-- WHAT TO WORK ON --
Convert the data below into a two-column CSV with the headers "instruction" and "response". Give one row for each request: put its full text in the first column and its answer in the second, enclose each field in quotes, and replace line breaks with spaces.

* Begin DATASET ROWS *

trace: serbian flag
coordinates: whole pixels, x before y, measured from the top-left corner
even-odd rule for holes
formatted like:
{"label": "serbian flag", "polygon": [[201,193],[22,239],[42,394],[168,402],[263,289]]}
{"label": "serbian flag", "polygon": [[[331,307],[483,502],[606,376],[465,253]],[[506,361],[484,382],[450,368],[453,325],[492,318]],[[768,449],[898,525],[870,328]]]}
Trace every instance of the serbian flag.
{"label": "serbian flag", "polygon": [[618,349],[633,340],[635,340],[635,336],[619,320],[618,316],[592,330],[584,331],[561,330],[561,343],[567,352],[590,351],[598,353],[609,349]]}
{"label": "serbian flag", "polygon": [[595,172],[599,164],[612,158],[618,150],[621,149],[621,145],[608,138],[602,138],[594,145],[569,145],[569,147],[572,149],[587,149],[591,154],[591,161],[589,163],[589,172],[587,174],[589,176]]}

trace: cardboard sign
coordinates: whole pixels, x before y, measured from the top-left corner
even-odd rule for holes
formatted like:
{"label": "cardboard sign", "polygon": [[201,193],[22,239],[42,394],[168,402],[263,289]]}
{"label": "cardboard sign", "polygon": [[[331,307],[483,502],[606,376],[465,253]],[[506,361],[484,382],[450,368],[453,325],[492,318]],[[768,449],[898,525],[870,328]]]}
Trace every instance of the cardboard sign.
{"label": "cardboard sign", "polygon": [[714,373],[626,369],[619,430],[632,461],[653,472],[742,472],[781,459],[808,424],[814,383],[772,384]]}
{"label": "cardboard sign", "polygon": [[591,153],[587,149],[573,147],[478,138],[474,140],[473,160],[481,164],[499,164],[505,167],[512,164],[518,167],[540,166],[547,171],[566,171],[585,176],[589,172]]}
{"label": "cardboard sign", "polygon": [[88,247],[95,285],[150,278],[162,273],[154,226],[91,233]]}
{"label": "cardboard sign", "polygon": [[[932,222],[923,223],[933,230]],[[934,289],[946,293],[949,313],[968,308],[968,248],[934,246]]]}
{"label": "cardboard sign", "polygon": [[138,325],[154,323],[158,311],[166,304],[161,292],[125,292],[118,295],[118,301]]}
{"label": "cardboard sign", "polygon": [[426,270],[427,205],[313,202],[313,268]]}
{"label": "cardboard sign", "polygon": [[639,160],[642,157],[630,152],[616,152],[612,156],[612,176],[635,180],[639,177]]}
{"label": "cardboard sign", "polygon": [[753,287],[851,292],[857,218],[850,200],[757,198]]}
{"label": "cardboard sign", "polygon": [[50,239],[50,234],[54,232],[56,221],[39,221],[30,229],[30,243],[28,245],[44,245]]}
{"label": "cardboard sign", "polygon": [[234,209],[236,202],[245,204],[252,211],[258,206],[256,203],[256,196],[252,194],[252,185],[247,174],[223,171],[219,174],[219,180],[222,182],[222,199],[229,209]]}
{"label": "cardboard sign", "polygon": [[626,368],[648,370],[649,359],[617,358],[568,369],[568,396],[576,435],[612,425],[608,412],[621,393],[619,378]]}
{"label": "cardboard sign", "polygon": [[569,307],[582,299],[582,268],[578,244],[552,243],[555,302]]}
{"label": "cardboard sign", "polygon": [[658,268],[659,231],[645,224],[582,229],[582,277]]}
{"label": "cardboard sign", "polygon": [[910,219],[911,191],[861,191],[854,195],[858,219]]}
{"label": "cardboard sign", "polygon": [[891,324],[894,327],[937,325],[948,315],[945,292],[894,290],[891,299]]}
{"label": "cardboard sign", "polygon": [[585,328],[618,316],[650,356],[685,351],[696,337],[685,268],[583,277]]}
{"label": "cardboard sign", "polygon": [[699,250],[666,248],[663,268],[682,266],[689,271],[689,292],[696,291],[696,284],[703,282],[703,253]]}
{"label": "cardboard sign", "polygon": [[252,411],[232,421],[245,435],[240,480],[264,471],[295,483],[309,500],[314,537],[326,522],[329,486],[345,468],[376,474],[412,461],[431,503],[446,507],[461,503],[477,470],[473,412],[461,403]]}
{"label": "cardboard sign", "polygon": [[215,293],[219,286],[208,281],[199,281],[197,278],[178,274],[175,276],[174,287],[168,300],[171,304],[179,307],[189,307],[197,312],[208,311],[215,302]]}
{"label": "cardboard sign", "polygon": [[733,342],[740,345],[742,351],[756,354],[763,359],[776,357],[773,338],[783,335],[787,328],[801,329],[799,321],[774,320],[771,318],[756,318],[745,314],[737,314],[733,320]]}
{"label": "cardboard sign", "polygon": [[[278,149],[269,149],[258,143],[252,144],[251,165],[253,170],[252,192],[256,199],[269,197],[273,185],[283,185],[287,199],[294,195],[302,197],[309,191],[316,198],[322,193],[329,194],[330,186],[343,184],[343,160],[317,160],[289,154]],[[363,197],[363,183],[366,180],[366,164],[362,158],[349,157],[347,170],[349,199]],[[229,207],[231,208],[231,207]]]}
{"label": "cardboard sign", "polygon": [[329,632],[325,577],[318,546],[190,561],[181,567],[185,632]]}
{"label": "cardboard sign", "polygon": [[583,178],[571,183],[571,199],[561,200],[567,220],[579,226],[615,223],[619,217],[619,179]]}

* End DATASET ROWS *

-- PROBLEM SOLUTION --
instruction,response
"trace: serbian flag coordinates: whole pixels, x before y, measured from the top-left corner even-odd rule for holes formatted like: {""label"": ""serbian flag"", ""polygon"": [[201,193],[22,239],[42,394],[168,402],[263,289]]} {""label"": ""serbian flag"", ""polygon"": [[[331,307],[483,502],[606,376],[465,253]],[[506,361],[484,382],[450,368],[453,325],[492,318]],[[768,449],[898,525],[870,328]]]} Trace every instance of the serbian flag.","{""label"": ""serbian flag"", ""polygon"": [[618,349],[633,340],[635,340],[635,336],[619,320],[618,316],[592,330],[584,331],[561,330],[561,343],[567,352],[590,351],[598,353],[609,349]]} {""label"": ""serbian flag"", ""polygon"": [[595,172],[599,164],[612,158],[618,150],[621,149],[621,145],[608,138],[602,138],[594,145],[569,145],[569,147],[572,149],[587,149],[591,154],[591,161],[589,163],[589,172],[587,174],[589,176]]}"
"trace: cardboard sign coordinates: whole pixels, x before y, measured from the top-left corner even-odd rule for holes formatted like: {""label"": ""cardboard sign"", ""polygon"": [[201,193],[22,239],[42,394],[168,402],[263,289]]} {""label"": ""cardboard sign"", ""polygon"": [[[331,307],[483,502],[606,376],[465,253]],[[506,361],[484,382],[450,368],[453,325],[492,318]],[[768,449],[898,525],[870,328]]]} Trace every instance of the cardboard sign.","{""label"": ""cardboard sign"", ""polygon"": [[714,373],[626,369],[619,430],[632,461],[653,472],[742,472],[781,459],[808,424],[814,383],[772,384]]} {""label"": ""cardboard sign"", ""polygon"": [[591,153],[587,149],[573,147],[478,138],[474,140],[473,160],[481,164],[499,164],[505,167],[512,164],[518,167],[540,166],[547,171],[566,171],[585,176],[589,172]]} {""label"": ""cardboard sign"", ""polygon"": [[88,247],[95,285],[150,278],[162,273],[154,226],[91,233]]} {""label"": ""cardboard sign"", ""polygon"": [[[932,222],[923,223],[933,230]],[[934,289],[946,293],[949,313],[968,308],[968,248],[934,246]]]} {""label"": ""cardboard sign"", ""polygon"": [[138,325],[154,323],[158,311],[166,304],[161,292],[125,292],[118,295],[118,301]]} {""label"": ""cardboard sign"", ""polygon"": [[426,270],[427,205],[313,202],[313,268]]} {""label"": ""cardboard sign"", ""polygon"": [[639,160],[642,157],[630,152],[616,152],[612,156],[612,176],[635,180],[639,177]]} {""label"": ""cardboard sign"", ""polygon"": [[753,287],[851,292],[857,218],[850,200],[757,198]]} {""label"": ""cardboard sign"", ""polygon"": [[50,239],[50,234],[54,232],[56,221],[39,221],[30,229],[30,243],[28,245],[44,245]]} {""label"": ""cardboard sign"", ""polygon"": [[234,209],[236,202],[245,204],[252,211],[258,206],[256,203],[256,196],[252,194],[252,185],[247,174],[223,171],[219,174],[219,180],[222,182],[222,199],[229,209]]} {""label"": ""cardboard sign"", ""polygon"": [[626,368],[648,370],[649,359],[617,358],[568,369],[568,396],[576,435],[612,425],[608,412],[621,393],[619,378]]} {""label"": ""cardboard sign"", ""polygon"": [[569,307],[582,299],[582,268],[578,244],[552,243],[555,302]]} {""label"": ""cardboard sign"", ""polygon"": [[658,268],[659,231],[645,224],[582,229],[582,277]]} {""label"": ""cardboard sign"", ""polygon"": [[910,219],[911,191],[861,191],[854,195],[858,219]]} {""label"": ""cardboard sign"", ""polygon"": [[891,324],[894,327],[937,325],[948,315],[945,292],[894,290],[891,299]]} {""label"": ""cardboard sign"", ""polygon"": [[585,328],[618,316],[650,356],[685,351],[696,337],[685,268],[583,277]]} {""label"": ""cardboard sign"", ""polygon"": [[699,250],[666,248],[663,268],[682,266],[689,271],[689,292],[696,291],[696,284],[703,282],[703,253]]} {""label"": ""cardboard sign"", ""polygon"": [[252,411],[232,421],[245,435],[240,480],[264,471],[295,483],[309,500],[314,537],[326,522],[329,486],[345,468],[376,474],[412,461],[431,503],[446,507],[461,503],[477,470],[473,412],[461,403]]} {""label"": ""cardboard sign"", ""polygon"": [[215,293],[219,286],[208,281],[199,281],[197,278],[178,274],[175,276],[174,287],[168,300],[171,304],[179,307],[189,307],[197,312],[208,311],[215,302]]} {""label"": ""cardboard sign"", ""polygon"": [[733,342],[740,345],[742,351],[756,354],[763,359],[776,357],[773,338],[783,335],[787,328],[801,329],[799,321],[774,320],[771,318],[756,318],[745,314],[737,314],[733,320]]} {""label"": ""cardboard sign"", ""polygon"": [[[278,149],[269,149],[258,143],[252,144],[251,165],[253,170],[252,192],[256,199],[269,197],[273,185],[283,185],[287,199],[294,195],[302,197],[309,191],[316,198],[322,193],[329,194],[330,186],[343,184],[343,160],[317,160],[289,154]],[[363,197],[363,183],[366,180],[366,164],[362,158],[349,157],[347,170],[349,199]],[[229,207],[231,208],[231,207]]]} {""label"": ""cardboard sign"", ""polygon"": [[329,632],[325,577],[318,546],[190,561],[181,567],[185,632]]} {""label"": ""cardboard sign"", ""polygon"": [[583,178],[571,183],[571,199],[561,200],[567,220],[579,226],[615,223],[619,217],[619,179]]}"